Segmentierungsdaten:
┌──

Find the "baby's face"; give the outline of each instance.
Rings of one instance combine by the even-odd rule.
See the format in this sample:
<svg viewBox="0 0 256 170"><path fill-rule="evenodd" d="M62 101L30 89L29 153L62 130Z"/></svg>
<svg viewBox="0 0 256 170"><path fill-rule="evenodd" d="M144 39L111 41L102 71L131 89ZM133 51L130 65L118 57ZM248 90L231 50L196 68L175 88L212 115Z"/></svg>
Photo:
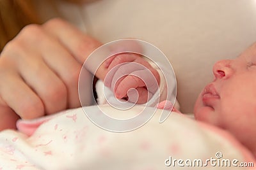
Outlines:
<svg viewBox="0 0 256 170"><path fill-rule="evenodd" d="M195 118L245 143L256 136L256 43L236 59L218 62L212 71L215 79L199 95Z"/></svg>

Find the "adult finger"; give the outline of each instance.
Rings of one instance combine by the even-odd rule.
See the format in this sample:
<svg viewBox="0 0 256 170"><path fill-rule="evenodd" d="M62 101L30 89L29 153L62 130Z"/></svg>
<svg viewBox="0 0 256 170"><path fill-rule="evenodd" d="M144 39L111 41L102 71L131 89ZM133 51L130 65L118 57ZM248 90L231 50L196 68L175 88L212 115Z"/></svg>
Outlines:
<svg viewBox="0 0 256 170"><path fill-rule="evenodd" d="M29 25L20 34L19 41L24 45L24 48L30 53L33 52L42 57L47 66L65 83L67 90L68 108L79 106L78 78L82 64L75 59L56 37L52 37L39 25ZM31 45L36 42L37 45L31 48Z"/></svg>
<svg viewBox="0 0 256 170"><path fill-rule="evenodd" d="M55 36L81 64L102 43L84 34L67 22L52 19L42 25L44 29Z"/></svg>
<svg viewBox="0 0 256 170"><path fill-rule="evenodd" d="M37 95L19 74L7 69L5 71L0 71L1 82L4 82L0 83L0 96L2 99L0 103L1 115L5 115L6 119L13 119L13 113L10 110L12 108L24 118L43 116L44 104Z"/></svg>

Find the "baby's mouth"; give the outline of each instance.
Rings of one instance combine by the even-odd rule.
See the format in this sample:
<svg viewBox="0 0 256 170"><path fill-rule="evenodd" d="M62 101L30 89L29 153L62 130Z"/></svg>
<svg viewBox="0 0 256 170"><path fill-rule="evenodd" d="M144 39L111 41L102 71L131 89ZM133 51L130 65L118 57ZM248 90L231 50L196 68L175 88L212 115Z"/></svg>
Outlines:
<svg viewBox="0 0 256 170"><path fill-rule="evenodd" d="M213 84L209 84L205 87L202 94L202 99L204 106L212 108L216 103L216 100L220 99Z"/></svg>

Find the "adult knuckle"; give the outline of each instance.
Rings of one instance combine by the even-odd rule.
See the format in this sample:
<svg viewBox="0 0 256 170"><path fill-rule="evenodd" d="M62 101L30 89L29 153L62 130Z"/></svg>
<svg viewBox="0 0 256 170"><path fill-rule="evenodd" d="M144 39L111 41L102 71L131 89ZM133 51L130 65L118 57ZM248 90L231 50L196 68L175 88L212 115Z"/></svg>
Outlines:
<svg viewBox="0 0 256 170"><path fill-rule="evenodd" d="M60 102L65 100L67 95L66 86L62 82L55 82L47 92L47 99L53 103Z"/></svg>
<svg viewBox="0 0 256 170"><path fill-rule="evenodd" d="M74 87L77 86L81 69L81 67L77 67L70 69L68 74L67 76L67 85L68 87L74 88Z"/></svg>
<svg viewBox="0 0 256 170"><path fill-rule="evenodd" d="M32 119L44 115L44 108L40 99L31 100L21 106L18 114L23 118Z"/></svg>
<svg viewBox="0 0 256 170"><path fill-rule="evenodd" d="M24 27L16 38L24 44L35 45L41 42L46 36L42 26L37 24L29 24Z"/></svg>
<svg viewBox="0 0 256 170"><path fill-rule="evenodd" d="M63 19L60 18L52 18L47 22L46 22L44 25L44 27L47 28L56 28L56 27L63 27L64 25L66 25L67 22L63 20Z"/></svg>

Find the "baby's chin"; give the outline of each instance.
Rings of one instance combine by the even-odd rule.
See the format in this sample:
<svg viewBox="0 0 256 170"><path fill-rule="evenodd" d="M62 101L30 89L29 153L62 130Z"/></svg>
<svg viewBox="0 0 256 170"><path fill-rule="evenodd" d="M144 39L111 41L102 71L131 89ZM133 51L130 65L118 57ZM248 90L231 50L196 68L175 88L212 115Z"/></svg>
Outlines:
<svg viewBox="0 0 256 170"><path fill-rule="evenodd" d="M205 106L196 101L194 108L195 118L196 120L204 122L207 124L215 124L216 113L214 108L210 106Z"/></svg>

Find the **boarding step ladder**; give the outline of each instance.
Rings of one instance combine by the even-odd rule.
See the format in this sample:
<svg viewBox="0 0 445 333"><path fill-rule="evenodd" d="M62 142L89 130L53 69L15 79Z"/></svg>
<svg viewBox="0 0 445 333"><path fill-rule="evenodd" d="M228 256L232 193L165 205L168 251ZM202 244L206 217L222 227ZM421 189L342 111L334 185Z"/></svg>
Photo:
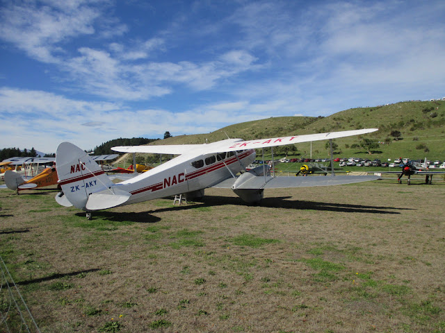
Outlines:
<svg viewBox="0 0 445 333"><path fill-rule="evenodd" d="M175 200L173 200L173 205L176 205L176 202L178 202L178 205L182 205L182 202L185 201L186 203L187 203L187 198L186 198L186 196L184 196L184 194L177 194L176 196L175 196Z"/></svg>

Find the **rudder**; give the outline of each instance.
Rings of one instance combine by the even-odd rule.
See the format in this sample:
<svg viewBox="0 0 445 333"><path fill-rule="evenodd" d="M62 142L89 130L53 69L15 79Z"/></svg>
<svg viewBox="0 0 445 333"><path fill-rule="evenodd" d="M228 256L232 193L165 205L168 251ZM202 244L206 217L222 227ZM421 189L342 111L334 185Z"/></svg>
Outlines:
<svg viewBox="0 0 445 333"><path fill-rule="evenodd" d="M70 142L62 142L57 147L56 165L66 198L80 210L88 210L86 203L91 194L113 185L89 155Z"/></svg>

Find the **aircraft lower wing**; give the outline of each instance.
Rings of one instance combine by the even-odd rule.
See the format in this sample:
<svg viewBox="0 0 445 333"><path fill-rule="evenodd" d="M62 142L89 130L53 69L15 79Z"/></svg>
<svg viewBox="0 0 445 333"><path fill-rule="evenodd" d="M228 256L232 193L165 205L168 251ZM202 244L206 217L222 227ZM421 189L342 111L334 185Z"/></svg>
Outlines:
<svg viewBox="0 0 445 333"><path fill-rule="evenodd" d="M402 170L400 171L378 171L374 173L374 174L380 174L380 173L402 173L403 172ZM417 170L414 171L414 175L443 175L445 174L445 171L424 171L423 170Z"/></svg>
<svg viewBox="0 0 445 333"><path fill-rule="evenodd" d="M243 182L238 178L229 178L213 187L232 189L280 189L287 187L310 187L314 186L340 185L368 182L380 179L378 176L253 176Z"/></svg>

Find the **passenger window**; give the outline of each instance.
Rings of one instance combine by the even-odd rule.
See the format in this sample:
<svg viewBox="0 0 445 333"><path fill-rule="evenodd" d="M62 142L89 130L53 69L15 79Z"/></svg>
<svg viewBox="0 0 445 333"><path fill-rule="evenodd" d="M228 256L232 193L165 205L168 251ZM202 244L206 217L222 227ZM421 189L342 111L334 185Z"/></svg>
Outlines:
<svg viewBox="0 0 445 333"><path fill-rule="evenodd" d="M198 160L197 161L192 162L191 164L196 169L200 169L204 166L204 161L202 160Z"/></svg>
<svg viewBox="0 0 445 333"><path fill-rule="evenodd" d="M218 153L216 154L216 159L218 161L222 161L225 158L225 153Z"/></svg>
<svg viewBox="0 0 445 333"><path fill-rule="evenodd" d="M215 157L215 155L206 157L206 165L212 164L215 163L215 162L216 162L216 157Z"/></svg>

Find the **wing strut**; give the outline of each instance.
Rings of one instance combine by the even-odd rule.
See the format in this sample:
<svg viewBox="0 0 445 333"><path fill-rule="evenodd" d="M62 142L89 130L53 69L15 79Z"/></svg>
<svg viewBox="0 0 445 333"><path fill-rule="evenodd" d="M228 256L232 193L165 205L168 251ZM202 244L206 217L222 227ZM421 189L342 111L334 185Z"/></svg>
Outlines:
<svg viewBox="0 0 445 333"><path fill-rule="evenodd" d="M334 153L332 152L332 139L329 139L329 146L331 150L331 176L335 176L334 172Z"/></svg>
<svg viewBox="0 0 445 333"><path fill-rule="evenodd" d="M133 153L133 173L137 173L138 170L136 168L136 153Z"/></svg>

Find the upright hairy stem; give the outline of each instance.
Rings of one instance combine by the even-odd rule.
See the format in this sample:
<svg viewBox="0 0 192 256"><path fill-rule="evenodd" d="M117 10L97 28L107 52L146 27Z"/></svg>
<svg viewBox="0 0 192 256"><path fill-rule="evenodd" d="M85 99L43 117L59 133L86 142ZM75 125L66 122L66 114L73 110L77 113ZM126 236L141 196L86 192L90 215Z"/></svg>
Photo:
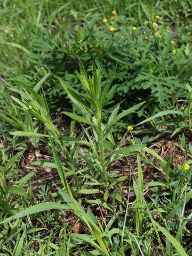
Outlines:
<svg viewBox="0 0 192 256"><path fill-rule="evenodd" d="M105 184L105 187L106 189L107 189L108 186L108 182L107 180L107 166L106 166L105 161L104 149L103 149L103 147L102 146L103 133L102 133L102 127L101 127L101 115L100 113L97 114L97 119L98 123L99 149L100 151L100 156L101 165L102 165L102 170L103 170L103 180Z"/></svg>

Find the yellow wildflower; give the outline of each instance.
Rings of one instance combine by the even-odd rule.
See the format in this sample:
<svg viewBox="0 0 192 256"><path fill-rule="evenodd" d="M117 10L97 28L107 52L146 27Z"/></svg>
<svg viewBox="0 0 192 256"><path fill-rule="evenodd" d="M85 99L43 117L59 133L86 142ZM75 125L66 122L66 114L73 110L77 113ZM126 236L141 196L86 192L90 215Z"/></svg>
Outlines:
<svg viewBox="0 0 192 256"><path fill-rule="evenodd" d="M157 27L158 27L157 23L156 22L153 22L153 28L157 28Z"/></svg>
<svg viewBox="0 0 192 256"><path fill-rule="evenodd" d="M110 27L109 28L109 30L111 31L111 32L113 32L115 30L115 28L114 27Z"/></svg>
<svg viewBox="0 0 192 256"><path fill-rule="evenodd" d="M190 168L190 165L187 164L184 165L184 170L185 171L188 171Z"/></svg>
<svg viewBox="0 0 192 256"><path fill-rule="evenodd" d="M128 131L132 131L133 130L133 127L132 126L127 126L127 130Z"/></svg>
<svg viewBox="0 0 192 256"><path fill-rule="evenodd" d="M149 21L148 20L146 20L144 21L144 25L147 26L149 24Z"/></svg>

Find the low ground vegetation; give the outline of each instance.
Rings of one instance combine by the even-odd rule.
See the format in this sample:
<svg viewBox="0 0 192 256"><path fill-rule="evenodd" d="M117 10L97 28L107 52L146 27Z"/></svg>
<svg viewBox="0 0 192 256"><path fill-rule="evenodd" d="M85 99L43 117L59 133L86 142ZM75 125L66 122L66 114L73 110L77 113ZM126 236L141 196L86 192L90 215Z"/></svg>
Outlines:
<svg viewBox="0 0 192 256"><path fill-rule="evenodd" d="M0 255L192 255L192 4L170 2L0 1Z"/></svg>

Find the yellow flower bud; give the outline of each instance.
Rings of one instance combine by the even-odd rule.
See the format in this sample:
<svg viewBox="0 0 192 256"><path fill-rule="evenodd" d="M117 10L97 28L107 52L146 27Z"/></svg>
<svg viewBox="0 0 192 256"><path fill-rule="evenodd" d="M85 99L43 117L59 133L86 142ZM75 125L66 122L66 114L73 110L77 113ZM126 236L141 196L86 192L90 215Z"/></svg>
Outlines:
<svg viewBox="0 0 192 256"><path fill-rule="evenodd" d="M188 171L190 168L190 165L187 164L184 165L184 170L185 171Z"/></svg>
<svg viewBox="0 0 192 256"><path fill-rule="evenodd" d="M158 27L157 23L156 22L153 22L153 28L157 28L157 27Z"/></svg>
<svg viewBox="0 0 192 256"><path fill-rule="evenodd" d="M115 30L115 28L114 27L110 27L109 28L109 30L111 31L111 32L114 32Z"/></svg>
<svg viewBox="0 0 192 256"><path fill-rule="evenodd" d="M128 131L132 131L133 130L133 127L132 126L127 126Z"/></svg>

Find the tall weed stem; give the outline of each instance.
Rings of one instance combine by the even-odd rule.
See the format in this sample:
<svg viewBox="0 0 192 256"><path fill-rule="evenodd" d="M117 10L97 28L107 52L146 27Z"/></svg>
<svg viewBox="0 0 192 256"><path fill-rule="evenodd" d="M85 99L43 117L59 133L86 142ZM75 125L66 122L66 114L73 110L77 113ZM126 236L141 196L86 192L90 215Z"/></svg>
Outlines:
<svg viewBox="0 0 192 256"><path fill-rule="evenodd" d="M101 115L100 113L97 114L97 119L98 123L99 149L101 165L102 165L102 170L103 170L103 180L105 184L105 187L106 189L107 189L108 186L108 179L107 179L107 166L106 166L106 165L105 163L105 153L104 153L104 149L103 147L103 133L102 133L102 127L101 127Z"/></svg>

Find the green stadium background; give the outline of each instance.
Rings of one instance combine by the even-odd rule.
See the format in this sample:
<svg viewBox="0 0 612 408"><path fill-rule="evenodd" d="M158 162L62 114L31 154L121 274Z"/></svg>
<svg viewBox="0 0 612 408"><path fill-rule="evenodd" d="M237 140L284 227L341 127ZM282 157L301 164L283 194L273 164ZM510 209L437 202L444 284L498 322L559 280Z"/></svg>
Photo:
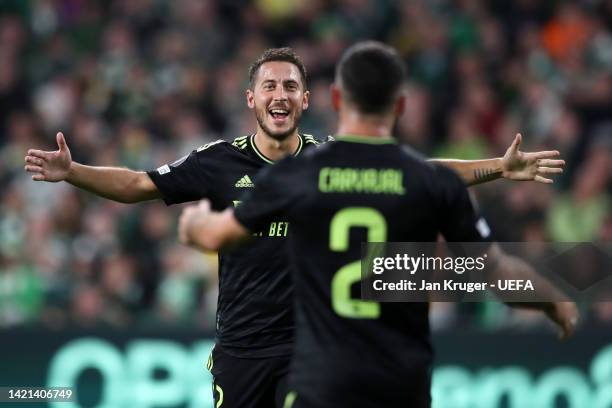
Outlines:
<svg viewBox="0 0 612 408"><path fill-rule="evenodd" d="M520 131L561 151L553 186L473 189L499 240L610 242L610 27L609 0L0 0L0 386L212 406L215 257L177 244L180 208L32 182L23 157L58 130L79 162L156 168L251 133L247 67L290 45L312 92L301 129L323 138L335 62L378 39L409 67L402 142L477 159ZM579 306L559 342L537 314L432 305L434 407L612 407L612 303Z"/></svg>

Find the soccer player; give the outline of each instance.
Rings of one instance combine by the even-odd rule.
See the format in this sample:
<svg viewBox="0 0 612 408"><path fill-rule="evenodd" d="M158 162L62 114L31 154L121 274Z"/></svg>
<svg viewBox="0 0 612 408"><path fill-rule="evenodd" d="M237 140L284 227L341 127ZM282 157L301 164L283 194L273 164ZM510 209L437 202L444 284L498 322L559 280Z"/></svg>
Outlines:
<svg viewBox="0 0 612 408"><path fill-rule="evenodd" d="M163 199L166 204L208 198L216 210L234 207L253 188L260 169L286 155L301 156L318 144L298 133L308 108L306 69L291 49L270 49L249 70L246 102L257 131L232 142L204 145L174 163L149 172L93 167L71 159L64 135L56 151L29 150L25 169L36 181L66 181L123 203ZM517 135L503 158L444 161L473 184L496 178L549 183L560 173L559 153L523 153ZM271 407L282 388L294 340L293 286L282 248L283 219L256 231L259 237L219 254L216 346L209 361L216 401L224 407ZM281 391L279 391L279 389Z"/></svg>
<svg viewBox="0 0 612 408"><path fill-rule="evenodd" d="M352 293L361 279L360 243L435 242L438 233L447 241L489 240L462 180L391 137L405 102L403 81L390 47L351 47L332 89L336 142L264 170L235 209L211 212L203 201L181 215L181 241L200 249L289 222L297 331L287 407L429 407L428 305L363 301ZM498 248L491 253L501 271L532 273ZM534 307L572 332L573 303Z"/></svg>

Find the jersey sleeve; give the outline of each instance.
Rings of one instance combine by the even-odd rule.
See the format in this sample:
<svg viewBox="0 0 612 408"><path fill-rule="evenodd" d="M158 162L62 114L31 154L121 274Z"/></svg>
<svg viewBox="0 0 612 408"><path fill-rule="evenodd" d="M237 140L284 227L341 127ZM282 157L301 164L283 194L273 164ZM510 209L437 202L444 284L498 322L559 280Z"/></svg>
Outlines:
<svg viewBox="0 0 612 408"><path fill-rule="evenodd" d="M491 242L491 230L461 178L445 166L435 168L439 176L440 231L446 241Z"/></svg>
<svg viewBox="0 0 612 408"><path fill-rule="evenodd" d="M220 171L219 150L205 145L147 174L167 205L199 200L210 195L214 175Z"/></svg>
<svg viewBox="0 0 612 408"><path fill-rule="evenodd" d="M262 170L236 208L234 216L250 231L259 231L275 219L287 219L298 199L299 159L288 157Z"/></svg>

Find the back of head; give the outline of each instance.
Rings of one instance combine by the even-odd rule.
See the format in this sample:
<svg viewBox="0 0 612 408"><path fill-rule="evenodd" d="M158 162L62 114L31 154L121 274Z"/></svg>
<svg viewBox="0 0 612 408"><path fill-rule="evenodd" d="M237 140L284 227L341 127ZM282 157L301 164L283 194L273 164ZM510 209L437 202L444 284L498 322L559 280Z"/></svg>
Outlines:
<svg viewBox="0 0 612 408"><path fill-rule="evenodd" d="M404 63L397 51L376 41L353 45L336 67L336 82L344 98L364 114L392 109L405 76Z"/></svg>

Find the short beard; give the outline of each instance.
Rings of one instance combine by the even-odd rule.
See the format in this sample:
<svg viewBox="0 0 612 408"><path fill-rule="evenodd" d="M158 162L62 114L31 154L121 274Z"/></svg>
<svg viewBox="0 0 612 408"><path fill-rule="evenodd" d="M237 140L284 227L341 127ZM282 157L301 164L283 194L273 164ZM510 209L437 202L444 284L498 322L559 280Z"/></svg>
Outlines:
<svg viewBox="0 0 612 408"><path fill-rule="evenodd" d="M270 136L272 139L277 140L279 142L287 140L287 138L291 136L293 132L295 132L295 129L297 129L297 124L300 121L301 116L302 116L301 114L299 115L296 114L295 120L293 121L293 127L289 128L288 130L282 133L278 133L278 132L274 133L269 127L266 126L265 121L262 118L260 118L258 114L255 114L257 123L259 124L259 127L263 129L264 133Z"/></svg>

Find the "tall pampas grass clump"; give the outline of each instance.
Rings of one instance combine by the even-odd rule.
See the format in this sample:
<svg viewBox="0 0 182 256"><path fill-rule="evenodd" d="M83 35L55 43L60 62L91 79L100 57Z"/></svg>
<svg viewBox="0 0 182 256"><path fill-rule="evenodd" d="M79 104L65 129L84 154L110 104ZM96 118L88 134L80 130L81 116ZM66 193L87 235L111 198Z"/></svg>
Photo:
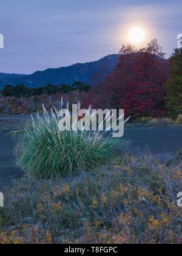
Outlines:
<svg viewBox="0 0 182 256"><path fill-rule="evenodd" d="M95 132L86 129L61 131L58 110L55 108L50 113L44 106L43 110L42 116L38 113L32 117L32 122L19 135L16 148L18 165L31 177L52 179L70 176L104 164L112 155L111 136L106 136L99 129ZM91 110L89 107L90 119L93 118Z"/></svg>

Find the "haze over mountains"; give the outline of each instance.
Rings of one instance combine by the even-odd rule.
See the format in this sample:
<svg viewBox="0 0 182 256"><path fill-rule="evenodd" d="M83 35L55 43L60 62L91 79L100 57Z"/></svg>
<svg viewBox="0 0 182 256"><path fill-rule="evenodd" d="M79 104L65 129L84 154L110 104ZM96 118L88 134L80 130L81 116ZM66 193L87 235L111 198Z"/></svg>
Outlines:
<svg viewBox="0 0 182 256"><path fill-rule="evenodd" d="M0 73L0 90L7 84L15 86L23 84L29 88L43 87L50 84L72 85L75 81L89 84L95 74L99 74L102 79L112 72L116 65L118 56L112 54L98 61L49 68L30 75Z"/></svg>

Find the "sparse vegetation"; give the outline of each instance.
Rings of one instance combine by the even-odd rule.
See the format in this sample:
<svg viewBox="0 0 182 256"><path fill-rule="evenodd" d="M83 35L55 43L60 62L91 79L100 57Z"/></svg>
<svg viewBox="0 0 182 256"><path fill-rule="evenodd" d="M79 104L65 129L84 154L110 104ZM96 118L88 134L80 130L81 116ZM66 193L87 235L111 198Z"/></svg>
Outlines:
<svg viewBox="0 0 182 256"><path fill-rule="evenodd" d="M150 127L166 127L171 126L175 124L171 118L153 118L147 123L147 126Z"/></svg>
<svg viewBox="0 0 182 256"><path fill-rule="evenodd" d="M178 126L180 126L181 124L182 124L182 115L178 115L176 121L176 124Z"/></svg>
<svg viewBox="0 0 182 256"><path fill-rule="evenodd" d="M54 182L25 177L5 194L1 243L181 243L181 161L123 152Z"/></svg>

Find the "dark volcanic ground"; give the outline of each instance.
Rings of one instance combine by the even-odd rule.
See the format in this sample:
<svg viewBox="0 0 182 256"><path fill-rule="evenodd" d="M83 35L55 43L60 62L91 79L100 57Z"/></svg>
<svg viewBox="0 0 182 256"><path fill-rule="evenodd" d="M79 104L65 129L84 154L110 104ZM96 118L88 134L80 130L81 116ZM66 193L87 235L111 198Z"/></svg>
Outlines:
<svg viewBox="0 0 182 256"><path fill-rule="evenodd" d="M26 116L0 118L0 191L10 185L12 179L19 178L23 173L16 167L13 157L13 143L10 132L18 129ZM150 151L165 158L172 157L182 149L182 126L147 127L142 125L125 128L125 140L133 152ZM121 138L123 140L123 138Z"/></svg>

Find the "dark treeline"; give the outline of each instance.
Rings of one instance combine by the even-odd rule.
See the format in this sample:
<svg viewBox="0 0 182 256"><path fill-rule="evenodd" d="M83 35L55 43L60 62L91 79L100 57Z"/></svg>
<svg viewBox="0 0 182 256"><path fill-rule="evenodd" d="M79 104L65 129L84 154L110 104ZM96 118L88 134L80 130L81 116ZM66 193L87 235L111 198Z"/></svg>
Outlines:
<svg viewBox="0 0 182 256"><path fill-rule="evenodd" d="M24 97L29 98L33 96L42 94L54 94L58 93L62 94L68 93L71 91L78 90L79 92L88 92L90 86L81 82L75 82L72 85L60 85L59 86L49 84L44 87L29 88L24 85L21 84L15 87L10 85L6 85L0 91L4 97Z"/></svg>

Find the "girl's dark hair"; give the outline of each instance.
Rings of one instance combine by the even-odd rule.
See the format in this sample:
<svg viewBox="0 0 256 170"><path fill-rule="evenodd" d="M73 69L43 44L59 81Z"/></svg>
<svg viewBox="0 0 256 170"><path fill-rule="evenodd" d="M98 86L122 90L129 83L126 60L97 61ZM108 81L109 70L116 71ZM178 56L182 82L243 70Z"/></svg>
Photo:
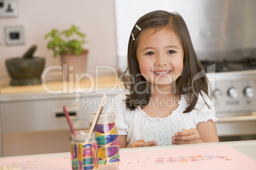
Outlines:
<svg viewBox="0 0 256 170"><path fill-rule="evenodd" d="M136 27L136 25L141 30L139 30ZM180 94L187 94L188 96L187 100L188 105L183 112L191 112L196 106L199 94L202 95L201 91L208 93L208 81L196 55L184 20L178 13L155 11L141 16L135 25L131 32L133 37L131 34L129 41L128 65L125 71L125 74L129 75L128 77L130 81L129 88L125 86L130 91L125 98L127 107L133 110L138 106L145 107L150 101L150 91L148 84L140 73L136 55L139 34L148 28L160 30L167 27L175 32L184 51L183 69L175 84L176 90L178 90ZM126 81L124 81L125 85Z"/></svg>

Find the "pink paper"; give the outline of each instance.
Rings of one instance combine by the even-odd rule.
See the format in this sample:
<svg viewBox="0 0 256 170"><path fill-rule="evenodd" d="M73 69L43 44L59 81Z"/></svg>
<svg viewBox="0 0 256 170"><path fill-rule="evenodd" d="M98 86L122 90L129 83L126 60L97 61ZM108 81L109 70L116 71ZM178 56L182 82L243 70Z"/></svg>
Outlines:
<svg viewBox="0 0 256 170"><path fill-rule="evenodd" d="M0 160L0 169L72 169L70 157L27 157Z"/></svg>
<svg viewBox="0 0 256 170"><path fill-rule="evenodd" d="M256 161L229 145L120 152L118 170L256 169Z"/></svg>

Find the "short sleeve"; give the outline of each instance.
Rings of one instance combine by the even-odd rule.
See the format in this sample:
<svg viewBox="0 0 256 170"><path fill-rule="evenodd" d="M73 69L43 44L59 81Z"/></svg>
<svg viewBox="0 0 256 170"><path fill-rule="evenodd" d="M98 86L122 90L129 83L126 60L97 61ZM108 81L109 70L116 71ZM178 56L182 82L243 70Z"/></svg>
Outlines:
<svg viewBox="0 0 256 170"><path fill-rule="evenodd" d="M127 135L129 126L127 120L127 108L125 103L126 95L120 93L111 99L112 105L110 106L107 111L115 113L115 123L119 135Z"/></svg>
<svg viewBox="0 0 256 170"><path fill-rule="evenodd" d="M193 110L196 112L194 114L196 124L207 122L209 120L217 122L218 119L215 117L215 109L213 103L206 94L203 91L202 95L199 95L195 109Z"/></svg>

└──

- _Aufgabenstellung_:
Gib die Einträge vom Anfang bis einschließlich der Zeile mit „95L19 74L7 69L5“ erneut wieder und tausche dabei „adult finger“ gegen „adult thumb“, ohne sonst etwas zu ändern. Die Bilder lässt du in der Antwort weg.

- _Antwort_:
Find the "baby's face"; give the outline of each instance.
Rings of one instance combine by the even-odd rule.
See the format in this sample:
<svg viewBox="0 0 256 170"><path fill-rule="evenodd" d="M62 101L30 89L29 153L62 130Z"/></svg>
<svg viewBox="0 0 256 170"><path fill-rule="evenodd" d="M144 39L111 41L102 71L131 89ZM133 51L130 65L118 57ZM248 90L231 50L196 68L175 88L212 115Z"/></svg>
Photo:
Outlines:
<svg viewBox="0 0 256 170"><path fill-rule="evenodd" d="M195 118L245 143L256 136L256 43L236 59L218 62L212 71L215 79L199 95Z"/></svg>

Find the "adult thumb"; give the outline of each instance.
Rings of one instance combine by the even-odd rule.
See the format in this sample:
<svg viewBox="0 0 256 170"><path fill-rule="evenodd" d="M62 101L30 89L29 153L62 130Z"/></svg>
<svg viewBox="0 0 256 170"><path fill-rule="evenodd" d="M144 39L111 41L102 71L131 89ZM133 51L130 65L118 57ZM248 90L231 50L196 68L175 88L212 115Z"/></svg>
Outlines:
<svg viewBox="0 0 256 170"><path fill-rule="evenodd" d="M29 25L20 34L19 41L24 45L24 48L30 53L33 52L42 57L47 66L65 83L67 90L68 108L79 106L78 78L82 64L75 59L56 37L52 37L39 25ZM31 45L36 42L37 45L31 48Z"/></svg>
<svg viewBox="0 0 256 170"><path fill-rule="evenodd" d="M55 36L81 64L102 43L84 34L67 22L52 19L42 25L44 29Z"/></svg>
<svg viewBox="0 0 256 170"><path fill-rule="evenodd" d="M37 95L19 74L7 69L5 71L0 71L1 82L4 82L0 83L0 96L2 99L0 103L1 115L5 115L6 119L13 119L13 113L10 110L12 108L24 118L43 116L44 104Z"/></svg>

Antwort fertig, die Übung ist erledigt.